The exercise -> Would you reproduce the records below verbatim, from their first line up to and including the line that contains "[[592, 282]]"?

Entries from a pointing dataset

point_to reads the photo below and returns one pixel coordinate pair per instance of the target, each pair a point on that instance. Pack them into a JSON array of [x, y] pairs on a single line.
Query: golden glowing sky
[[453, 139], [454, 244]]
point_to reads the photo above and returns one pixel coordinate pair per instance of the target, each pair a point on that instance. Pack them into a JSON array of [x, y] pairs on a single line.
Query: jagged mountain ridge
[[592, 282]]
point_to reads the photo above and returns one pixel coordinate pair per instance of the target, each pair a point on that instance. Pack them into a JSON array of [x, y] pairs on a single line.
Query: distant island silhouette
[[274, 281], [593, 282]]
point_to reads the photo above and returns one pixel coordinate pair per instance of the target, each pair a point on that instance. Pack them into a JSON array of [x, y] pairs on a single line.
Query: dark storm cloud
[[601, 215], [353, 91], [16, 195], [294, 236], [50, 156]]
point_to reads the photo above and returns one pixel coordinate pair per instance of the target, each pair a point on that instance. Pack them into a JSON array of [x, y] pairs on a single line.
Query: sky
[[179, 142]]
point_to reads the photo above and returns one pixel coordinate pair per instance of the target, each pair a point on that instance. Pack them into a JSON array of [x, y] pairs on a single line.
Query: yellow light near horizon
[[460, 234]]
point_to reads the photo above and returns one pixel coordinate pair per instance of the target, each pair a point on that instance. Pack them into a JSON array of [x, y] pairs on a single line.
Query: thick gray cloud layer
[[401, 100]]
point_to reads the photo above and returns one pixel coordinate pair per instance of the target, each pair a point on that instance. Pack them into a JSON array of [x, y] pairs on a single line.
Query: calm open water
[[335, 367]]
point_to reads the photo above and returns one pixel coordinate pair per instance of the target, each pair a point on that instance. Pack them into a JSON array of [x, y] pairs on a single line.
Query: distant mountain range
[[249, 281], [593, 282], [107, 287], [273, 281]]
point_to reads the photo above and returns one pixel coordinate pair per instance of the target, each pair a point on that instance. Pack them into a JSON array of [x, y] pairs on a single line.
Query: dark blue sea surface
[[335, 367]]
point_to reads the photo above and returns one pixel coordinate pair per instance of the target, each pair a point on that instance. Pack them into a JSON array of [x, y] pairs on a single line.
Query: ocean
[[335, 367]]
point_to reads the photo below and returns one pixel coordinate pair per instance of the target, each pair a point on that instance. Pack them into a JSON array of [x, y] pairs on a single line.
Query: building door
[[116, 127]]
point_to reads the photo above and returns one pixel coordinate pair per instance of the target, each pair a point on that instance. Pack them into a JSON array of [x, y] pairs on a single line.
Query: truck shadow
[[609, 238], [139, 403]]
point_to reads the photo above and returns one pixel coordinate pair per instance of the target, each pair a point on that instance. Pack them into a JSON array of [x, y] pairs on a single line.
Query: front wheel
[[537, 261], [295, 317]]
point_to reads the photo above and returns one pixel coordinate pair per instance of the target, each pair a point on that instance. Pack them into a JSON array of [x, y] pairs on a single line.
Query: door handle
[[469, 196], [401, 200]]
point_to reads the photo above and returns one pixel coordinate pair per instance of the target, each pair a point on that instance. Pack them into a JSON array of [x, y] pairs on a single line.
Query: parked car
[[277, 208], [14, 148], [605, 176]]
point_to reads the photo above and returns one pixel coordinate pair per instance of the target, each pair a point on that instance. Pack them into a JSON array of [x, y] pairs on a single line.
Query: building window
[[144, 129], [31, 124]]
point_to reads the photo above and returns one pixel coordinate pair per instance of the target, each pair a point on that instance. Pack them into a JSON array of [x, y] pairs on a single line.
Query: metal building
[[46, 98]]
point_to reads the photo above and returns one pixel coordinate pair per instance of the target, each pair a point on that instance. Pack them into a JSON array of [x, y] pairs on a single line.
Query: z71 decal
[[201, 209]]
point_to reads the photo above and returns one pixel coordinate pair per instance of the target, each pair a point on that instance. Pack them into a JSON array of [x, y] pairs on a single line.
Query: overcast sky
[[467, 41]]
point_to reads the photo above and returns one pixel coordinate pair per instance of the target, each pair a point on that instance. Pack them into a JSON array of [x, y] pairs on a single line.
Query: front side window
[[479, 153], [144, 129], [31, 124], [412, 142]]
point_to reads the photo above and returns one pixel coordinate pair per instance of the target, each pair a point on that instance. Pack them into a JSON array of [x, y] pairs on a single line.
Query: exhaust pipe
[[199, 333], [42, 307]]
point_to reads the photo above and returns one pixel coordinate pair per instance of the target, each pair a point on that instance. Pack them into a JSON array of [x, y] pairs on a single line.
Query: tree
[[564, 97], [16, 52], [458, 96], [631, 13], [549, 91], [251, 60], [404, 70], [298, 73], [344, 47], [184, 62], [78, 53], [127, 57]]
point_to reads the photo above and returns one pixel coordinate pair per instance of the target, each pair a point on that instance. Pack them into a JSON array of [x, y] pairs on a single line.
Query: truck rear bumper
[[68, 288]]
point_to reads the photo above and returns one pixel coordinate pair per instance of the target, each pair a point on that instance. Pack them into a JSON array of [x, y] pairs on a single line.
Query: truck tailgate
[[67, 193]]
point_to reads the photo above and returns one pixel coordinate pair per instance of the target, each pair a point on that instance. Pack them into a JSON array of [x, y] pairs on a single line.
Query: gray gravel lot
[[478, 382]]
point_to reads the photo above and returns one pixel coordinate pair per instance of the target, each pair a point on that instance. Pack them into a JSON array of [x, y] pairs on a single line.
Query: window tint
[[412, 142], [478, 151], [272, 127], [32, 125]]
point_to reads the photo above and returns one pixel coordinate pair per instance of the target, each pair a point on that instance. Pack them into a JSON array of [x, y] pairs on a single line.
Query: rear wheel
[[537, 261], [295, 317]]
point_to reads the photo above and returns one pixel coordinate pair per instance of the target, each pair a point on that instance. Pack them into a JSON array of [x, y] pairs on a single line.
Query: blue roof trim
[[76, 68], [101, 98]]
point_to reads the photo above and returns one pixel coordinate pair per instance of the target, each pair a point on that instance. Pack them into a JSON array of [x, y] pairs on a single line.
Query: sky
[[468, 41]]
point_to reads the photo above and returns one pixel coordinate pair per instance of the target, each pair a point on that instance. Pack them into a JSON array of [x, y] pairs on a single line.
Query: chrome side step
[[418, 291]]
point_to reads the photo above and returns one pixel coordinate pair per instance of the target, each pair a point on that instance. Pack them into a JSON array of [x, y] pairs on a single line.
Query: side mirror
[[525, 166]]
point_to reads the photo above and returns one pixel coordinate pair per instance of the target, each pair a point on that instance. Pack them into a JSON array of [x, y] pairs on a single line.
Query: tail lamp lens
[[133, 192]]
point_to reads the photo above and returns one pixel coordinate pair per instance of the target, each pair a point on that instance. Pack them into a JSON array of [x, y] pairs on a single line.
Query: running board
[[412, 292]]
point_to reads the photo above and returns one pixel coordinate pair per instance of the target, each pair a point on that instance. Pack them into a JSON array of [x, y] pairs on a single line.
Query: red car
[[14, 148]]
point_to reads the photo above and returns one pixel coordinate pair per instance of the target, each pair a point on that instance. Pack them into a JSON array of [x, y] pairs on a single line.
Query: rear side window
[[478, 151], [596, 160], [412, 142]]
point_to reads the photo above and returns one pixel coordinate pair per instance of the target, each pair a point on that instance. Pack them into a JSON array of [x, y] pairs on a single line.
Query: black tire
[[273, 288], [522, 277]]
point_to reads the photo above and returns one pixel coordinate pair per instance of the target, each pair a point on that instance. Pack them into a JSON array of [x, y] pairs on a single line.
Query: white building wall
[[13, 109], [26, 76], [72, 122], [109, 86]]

The result ->
point_to reads the photo below and returns one pixel coordinate pair per instance of the target, each pair a point on that instance. Pack them into a JSON array of [x, y] pairs on a single line.
Query: golden glowing sky
[[453, 139], [454, 244]]
point_to reads the photo above and returns one pixel coordinate pair per instance of the target, each pair a point on that instance. Pack them into a JSON array of [x, y] pairs on a single line.
Query: jagged mountain ridge
[[592, 282]]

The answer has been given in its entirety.